**TASK STATEMENT:**
Every entry must be set down exactly in the answer; no pictures should appear.
++++ INFORMATION SHOWN ++++
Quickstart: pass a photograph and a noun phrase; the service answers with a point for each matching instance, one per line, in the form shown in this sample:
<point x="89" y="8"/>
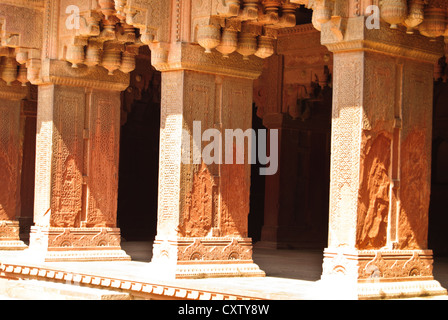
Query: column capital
<point x="351" y="34"/>
<point x="60" y="73"/>
<point x="189" y="56"/>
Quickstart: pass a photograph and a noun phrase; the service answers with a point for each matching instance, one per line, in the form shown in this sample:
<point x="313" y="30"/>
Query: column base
<point x="378" y="274"/>
<point x="9" y="236"/>
<point x="75" y="244"/>
<point x="195" y="258"/>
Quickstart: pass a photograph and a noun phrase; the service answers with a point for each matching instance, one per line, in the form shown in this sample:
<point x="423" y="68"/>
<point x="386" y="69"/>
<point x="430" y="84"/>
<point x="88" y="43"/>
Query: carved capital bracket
<point x="186" y="56"/>
<point x="60" y="73"/>
<point x="385" y="40"/>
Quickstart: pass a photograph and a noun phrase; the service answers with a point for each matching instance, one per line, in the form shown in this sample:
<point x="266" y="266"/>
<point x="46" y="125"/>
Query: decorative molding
<point x="137" y="288"/>
<point x="204" y="257"/>
<point x="9" y="236"/>
<point x="75" y="244"/>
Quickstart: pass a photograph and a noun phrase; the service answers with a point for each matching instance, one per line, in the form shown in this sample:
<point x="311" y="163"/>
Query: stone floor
<point x="290" y="274"/>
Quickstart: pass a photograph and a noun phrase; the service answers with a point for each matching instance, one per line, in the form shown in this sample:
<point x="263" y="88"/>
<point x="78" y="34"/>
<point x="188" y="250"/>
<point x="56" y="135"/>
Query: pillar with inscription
<point x="380" y="162"/>
<point x="77" y="146"/>
<point x="204" y="199"/>
<point x="10" y="160"/>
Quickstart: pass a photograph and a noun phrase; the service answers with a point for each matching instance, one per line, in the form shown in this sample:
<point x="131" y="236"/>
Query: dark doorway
<point x="139" y="153"/>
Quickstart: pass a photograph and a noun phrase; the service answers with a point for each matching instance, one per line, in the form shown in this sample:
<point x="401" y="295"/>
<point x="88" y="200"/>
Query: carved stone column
<point x="10" y="159"/>
<point x="380" y="162"/>
<point x="77" y="145"/>
<point x="203" y="207"/>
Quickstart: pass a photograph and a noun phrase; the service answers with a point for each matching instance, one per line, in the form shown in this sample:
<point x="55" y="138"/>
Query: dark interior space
<point x="438" y="213"/>
<point x="139" y="153"/>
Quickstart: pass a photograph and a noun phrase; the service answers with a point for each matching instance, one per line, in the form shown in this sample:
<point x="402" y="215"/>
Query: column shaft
<point x="10" y="171"/>
<point x="77" y="174"/>
<point x="203" y="206"/>
<point x="380" y="166"/>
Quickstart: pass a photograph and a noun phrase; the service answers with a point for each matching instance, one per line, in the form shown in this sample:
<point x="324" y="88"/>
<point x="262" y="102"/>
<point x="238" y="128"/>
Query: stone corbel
<point x="229" y="8"/>
<point x="337" y="27"/>
<point x="322" y="12"/>
<point x="89" y="24"/>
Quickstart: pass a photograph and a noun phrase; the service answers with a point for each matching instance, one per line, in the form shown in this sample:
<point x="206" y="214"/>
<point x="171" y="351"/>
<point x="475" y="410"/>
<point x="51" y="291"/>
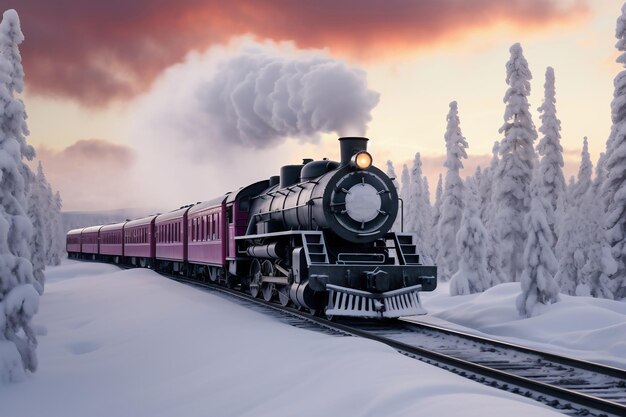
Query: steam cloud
<point x="257" y="97"/>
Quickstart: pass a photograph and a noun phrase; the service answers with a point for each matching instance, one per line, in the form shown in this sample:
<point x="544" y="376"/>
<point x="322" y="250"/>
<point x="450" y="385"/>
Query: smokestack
<point x="289" y="175"/>
<point x="350" y="146"/>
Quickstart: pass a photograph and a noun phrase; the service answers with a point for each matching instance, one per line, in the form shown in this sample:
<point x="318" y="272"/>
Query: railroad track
<point x="571" y="386"/>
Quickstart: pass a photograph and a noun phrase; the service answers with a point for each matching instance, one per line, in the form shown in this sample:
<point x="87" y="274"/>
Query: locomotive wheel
<point x="283" y="295"/>
<point x="255" y="278"/>
<point x="231" y="280"/>
<point x="267" y="288"/>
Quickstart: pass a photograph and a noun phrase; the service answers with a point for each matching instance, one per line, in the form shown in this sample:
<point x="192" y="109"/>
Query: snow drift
<point x="132" y="343"/>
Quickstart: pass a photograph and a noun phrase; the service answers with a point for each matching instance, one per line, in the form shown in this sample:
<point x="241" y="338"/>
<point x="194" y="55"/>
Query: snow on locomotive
<point x="317" y="236"/>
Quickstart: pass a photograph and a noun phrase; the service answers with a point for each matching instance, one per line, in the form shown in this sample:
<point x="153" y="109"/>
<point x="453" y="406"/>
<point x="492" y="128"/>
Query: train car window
<point x="229" y="214"/>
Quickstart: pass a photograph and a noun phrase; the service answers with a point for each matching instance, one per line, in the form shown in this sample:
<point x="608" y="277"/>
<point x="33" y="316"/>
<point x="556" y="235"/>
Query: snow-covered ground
<point x="131" y="343"/>
<point x="583" y="327"/>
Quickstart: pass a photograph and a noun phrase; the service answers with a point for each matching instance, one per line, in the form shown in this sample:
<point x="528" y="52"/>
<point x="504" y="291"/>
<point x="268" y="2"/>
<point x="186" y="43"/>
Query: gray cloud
<point x="91" y="174"/>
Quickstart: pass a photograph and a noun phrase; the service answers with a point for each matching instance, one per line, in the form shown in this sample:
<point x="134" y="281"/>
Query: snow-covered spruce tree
<point x="538" y="285"/>
<point x="583" y="182"/>
<point x="513" y="177"/>
<point x="405" y="194"/>
<point x="435" y="217"/>
<point x="419" y="212"/>
<point x="391" y="173"/>
<point x="471" y="242"/>
<point x="59" y="247"/>
<point x="18" y="298"/>
<point x="452" y="200"/>
<point x="614" y="187"/>
<point x="54" y="231"/>
<point x="550" y="150"/>
<point x="39" y="215"/>
<point x="430" y="232"/>
<point x="487" y="216"/>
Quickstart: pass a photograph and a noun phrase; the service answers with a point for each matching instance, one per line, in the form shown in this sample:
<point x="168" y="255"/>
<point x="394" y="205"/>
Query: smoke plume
<point x="257" y="97"/>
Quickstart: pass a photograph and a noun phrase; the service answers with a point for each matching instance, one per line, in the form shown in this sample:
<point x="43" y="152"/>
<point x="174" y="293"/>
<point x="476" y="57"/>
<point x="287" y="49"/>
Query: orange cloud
<point x="95" y="52"/>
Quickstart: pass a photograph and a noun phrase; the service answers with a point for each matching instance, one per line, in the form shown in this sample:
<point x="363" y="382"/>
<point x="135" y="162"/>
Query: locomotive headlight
<point x="362" y="160"/>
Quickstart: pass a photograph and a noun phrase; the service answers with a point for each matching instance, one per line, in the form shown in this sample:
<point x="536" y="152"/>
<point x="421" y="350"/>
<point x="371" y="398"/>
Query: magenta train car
<point x="89" y="240"/>
<point x="139" y="244"/>
<point x="171" y="235"/>
<point x="72" y="243"/>
<point x="205" y="233"/>
<point x="111" y="242"/>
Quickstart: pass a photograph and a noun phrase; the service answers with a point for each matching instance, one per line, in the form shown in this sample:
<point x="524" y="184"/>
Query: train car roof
<point x="248" y="191"/>
<point x="92" y="229"/>
<point x="172" y="215"/>
<point x="141" y="222"/>
<point x="216" y="202"/>
<point x="114" y="226"/>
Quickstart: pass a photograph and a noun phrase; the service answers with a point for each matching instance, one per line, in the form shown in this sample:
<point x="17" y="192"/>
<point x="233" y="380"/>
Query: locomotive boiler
<point x="318" y="236"/>
<point x="327" y="224"/>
++++
**REPLY:**
Quickstart: pass a photograph and a noun phrase; the service answers with a point for each matching instance, one per line, in the form shown in this sample:
<point x="89" y="8"/>
Query: column capital
<point x="351" y="34"/>
<point x="60" y="73"/>
<point x="189" y="56"/>
Quickstart: pass a photograph and a noun phrase; the service answers with a point for each matching instance, one per line, in the form shown in this sample:
<point x="313" y="30"/>
Query: column base
<point x="378" y="274"/>
<point x="9" y="236"/>
<point x="75" y="244"/>
<point x="195" y="258"/>
Quickstart: pass a photograph and a noun phrase; the service answers with a point for each matching instance, one per line, in the form shown in this sample:
<point x="423" y="68"/>
<point x="386" y="69"/>
<point x="430" y="84"/>
<point x="88" y="43"/>
Query: carved capital bracket
<point x="186" y="56"/>
<point x="60" y="73"/>
<point x="385" y="40"/>
Quickstart: pass a photograph and a noun phrase; the service answers with a point for each matching instance, one per line, in the form shown in this sample:
<point x="266" y="266"/>
<point x="46" y="125"/>
Query: decorative molding
<point x="137" y="288"/>
<point x="204" y="257"/>
<point x="9" y="236"/>
<point x="75" y="244"/>
Quickstart: pass a photograph and a noun phrase; the service answers with a point for each matching instance, one per line, in the form shown in this sample:
<point x="311" y="163"/>
Query: stone floor
<point x="290" y="274"/>
Quickstart: pass a photograph and a noun phrase; the service answers with a point for each matching instance, one per line, in the form shown in this sample:
<point x="263" y="88"/>
<point x="78" y="34"/>
<point x="188" y="250"/>
<point x="56" y="135"/>
Query: pillar with inscription
<point x="380" y="162"/>
<point x="77" y="146"/>
<point x="204" y="199"/>
<point x="10" y="160"/>
Quickstart: pass a photograph and a noun phrase; the service answers with a point for each matching instance, one per line, in the form shown in this sample:
<point x="131" y="236"/>
Query: dark doorway
<point x="139" y="153"/>
Quickstart: pass a photograph and a noun phrase; the service answers with a point for each matching instance, one per line, in the form shown in this sample:
<point x="401" y="295"/>
<point x="88" y="200"/>
Query: carved stone column
<point x="10" y="159"/>
<point x="380" y="162"/>
<point x="77" y="145"/>
<point x="203" y="207"/>
Quickstart: pass a photograph and a noun phrase; the service answers with a point for each matching instance, one per line, in the form shown in this sample:
<point x="55" y="138"/>
Query: dark interior space
<point x="438" y="213"/>
<point x="139" y="153"/>
Quickstart: pass a photograph and a noun phrase; the service answers with a point for each matching instance, one per line, in the form shown in this sample:
<point x="402" y="215"/>
Query: column shaft
<point x="10" y="171"/>
<point x="77" y="174"/>
<point x="203" y="206"/>
<point x="380" y="166"/>
Quickstart: pass a photograph and a noun phrase; the service answers with a point for each matching instance, one per line, in the form shown in this sample:
<point x="324" y="88"/>
<point x="262" y="102"/>
<point x="238" y="128"/>
Query: stone corbel
<point x="229" y="8"/>
<point x="337" y="27"/>
<point x="322" y="12"/>
<point x="89" y="24"/>
Quickstart: pass a photograph and a noun phrase; the service answers with a point for each matching instance, one per line, in the form shown in this sample:
<point x="206" y="214"/>
<point x="171" y="351"/>
<point x="475" y="410"/>
<point x="51" y="291"/>
Query: steam cloud
<point x="257" y="97"/>
Quickstart: pass a photograph and a noun phrase; the service answers with a point for each matching instance, one per line, in the form shown in this sample:
<point x="544" y="376"/>
<point x="322" y="250"/>
<point x="450" y="385"/>
Query: smokestack
<point x="289" y="175"/>
<point x="350" y="146"/>
Quickstart: pass a photograph and a noun phrase; the service answers with a point for each matching instance, one per line, in the form shown in this sample:
<point x="318" y="272"/>
Query: railroad track
<point x="571" y="386"/>
Quickstart: pass a photograph and a noun phrase; the service answers with a point for each matching instance, one per line, in the form shown in this sample:
<point x="87" y="274"/>
Query: locomotive wheel
<point x="283" y="295"/>
<point x="255" y="278"/>
<point x="231" y="280"/>
<point x="267" y="288"/>
Quickstart: pass a photograph and a noun phrase; the service answers with a point for each matching instance, one per line, in the form shown in this sample:
<point x="192" y="109"/>
Query: snow drift
<point x="132" y="343"/>
Quickstart: pass a photograph and a noun phrase; the service answers with a point for each matching instance, one per line, in the form shown in this sample:
<point x="241" y="338"/>
<point x="194" y="55"/>
Query: snow on locomotive
<point x="317" y="236"/>
Quickstart: pass a photograph and a noun phrase; the service answers with a point for each matching instance, one per line, in the form shown in this sample:
<point x="153" y="109"/>
<point x="453" y="406"/>
<point x="492" y="128"/>
Query: train car window
<point x="229" y="214"/>
Quickstart: pass a photograph and a noun phrase; the service answers with a point for each matching instance, one per line, in the form shown in this sample:
<point x="608" y="277"/>
<point x="33" y="316"/>
<point x="556" y="235"/>
Query: snow-covered ground
<point x="131" y="343"/>
<point x="583" y="327"/>
Quickstart: pass a photograph and a noun phrase; the service answers with a point for each matching instance, one per line, in the form shown in this sample:
<point x="528" y="52"/>
<point x="504" y="291"/>
<point x="268" y="2"/>
<point x="186" y="43"/>
Query: gray cloud
<point x="91" y="174"/>
Quickstart: pass a photograph and a noun phrase; the service answers with a point for each matching instance, one per line, in the form shown in this sample:
<point x="134" y="281"/>
Query: snow-covered spruce tree
<point x="538" y="285"/>
<point x="583" y="182"/>
<point x="513" y="177"/>
<point x="405" y="194"/>
<point x="435" y="217"/>
<point x="419" y="212"/>
<point x="391" y="173"/>
<point x="471" y="242"/>
<point x="59" y="247"/>
<point x="18" y="298"/>
<point x="452" y="200"/>
<point x="614" y="187"/>
<point x="54" y="231"/>
<point x="550" y="150"/>
<point x="39" y="215"/>
<point x="430" y="232"/>
<point x="487" y="216"/>
Quickstart: pass a photograph and a noun phrase; the service answers with a point for each matching instance, one per line, in the form shown in this sample:
<point x="168" y="255"/>
<point x="394" y="205"/>
Query: smoke plume
<point x="257" y="97"/>
Quickstart: pass a photograph and a noun phrase; the service answers with a point for each matching instance, one per line, in the form shown in this sample:
<point x="43" y="152"/>
<point x="174" y="293"/>
<point x="476" y="57"/>
<point x="287" y="49"/>
Query: orange cloud
<point x="95" y="52"/>
Quickstart: pass a photograph and a noun phrase; the service answers with a point for each matching instance, one per line, in the form shown in this sample:
<point x="363" y="382"/>
<point x="135" y="162"/>
Query: locomotive headlight
<point x="362" y="160"/>
Quickstart: pass a photograph and a noun phrase; the service answers with a point for each matching instance, one per line, in the form shown in this sample:
<point x="536" y="152"/>
<point x="421" y="350"/>
<point x="371" y="398"/>
Query: magenta train car
<point x="89" y="240"/>
<point x="139" y="244"/>
<point x="171" y="235"/>
<point x="72" y="243"/>
<point x="205" y="233"/>
<point x="111" y="242"/>
Quickstart: pass a photograph and a noun phrase; the service answers with a point for each matching instance, one per line, in the form shown in this sample:
<point x="524" y="184"/>
Query: train car roof
<point x="248" y="191"/>
<point x="92" y="229"/>
<point x="172" y="215"/>
<point x="141" y="222"/>
<point x="216" y="202"/>
<point x="114" y="226"/>
Quickstart: pass a photograph and a noun phrase; the service answers with a point for each matching instance, one per line, in the form shown in this sample:
<point x="17" y="192"/>
<point x="233" y="380"/>
Query: locomotive boiler
<point x="318" y="236"/>
<point x="327" y="224"/>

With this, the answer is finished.